**To be done**
Extract every line below that contains the string "chancel", and copy each one without changes.

━━━

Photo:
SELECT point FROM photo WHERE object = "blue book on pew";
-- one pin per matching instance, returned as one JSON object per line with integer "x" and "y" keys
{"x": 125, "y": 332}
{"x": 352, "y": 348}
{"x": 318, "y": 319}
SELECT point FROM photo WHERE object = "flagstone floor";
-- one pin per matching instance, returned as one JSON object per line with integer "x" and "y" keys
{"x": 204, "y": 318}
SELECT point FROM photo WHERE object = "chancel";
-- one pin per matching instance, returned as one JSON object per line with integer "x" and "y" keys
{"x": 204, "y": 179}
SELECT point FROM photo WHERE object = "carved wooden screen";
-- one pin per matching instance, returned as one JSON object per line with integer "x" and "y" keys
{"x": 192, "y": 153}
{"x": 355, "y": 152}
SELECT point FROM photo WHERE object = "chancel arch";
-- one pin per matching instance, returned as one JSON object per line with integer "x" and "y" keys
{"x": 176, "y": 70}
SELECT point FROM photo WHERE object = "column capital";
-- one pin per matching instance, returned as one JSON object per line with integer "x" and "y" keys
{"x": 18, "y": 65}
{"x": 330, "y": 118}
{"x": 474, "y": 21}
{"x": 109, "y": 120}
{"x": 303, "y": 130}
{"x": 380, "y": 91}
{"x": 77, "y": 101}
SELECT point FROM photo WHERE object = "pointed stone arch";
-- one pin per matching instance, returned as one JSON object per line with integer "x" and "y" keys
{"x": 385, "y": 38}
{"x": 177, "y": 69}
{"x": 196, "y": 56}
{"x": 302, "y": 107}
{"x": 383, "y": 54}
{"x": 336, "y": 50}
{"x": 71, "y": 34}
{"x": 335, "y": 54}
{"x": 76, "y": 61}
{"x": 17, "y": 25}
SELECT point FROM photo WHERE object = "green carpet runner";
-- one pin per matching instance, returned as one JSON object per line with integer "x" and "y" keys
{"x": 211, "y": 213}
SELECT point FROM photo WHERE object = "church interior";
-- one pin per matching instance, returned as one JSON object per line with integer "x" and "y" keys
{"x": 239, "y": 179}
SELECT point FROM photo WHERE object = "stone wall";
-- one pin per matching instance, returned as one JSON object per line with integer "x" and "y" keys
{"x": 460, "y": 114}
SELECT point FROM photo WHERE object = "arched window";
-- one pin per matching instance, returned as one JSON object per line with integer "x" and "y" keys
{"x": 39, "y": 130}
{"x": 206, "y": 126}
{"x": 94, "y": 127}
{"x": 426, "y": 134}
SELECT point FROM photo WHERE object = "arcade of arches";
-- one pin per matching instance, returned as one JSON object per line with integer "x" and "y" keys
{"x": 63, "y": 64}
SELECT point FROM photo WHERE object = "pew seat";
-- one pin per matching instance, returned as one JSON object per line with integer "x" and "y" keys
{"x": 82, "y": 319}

━━━

**Reply**
SELECT point FROM photo WHERE object = "chancel";
SELECT point FROM photo WHERE object = "chancel arch";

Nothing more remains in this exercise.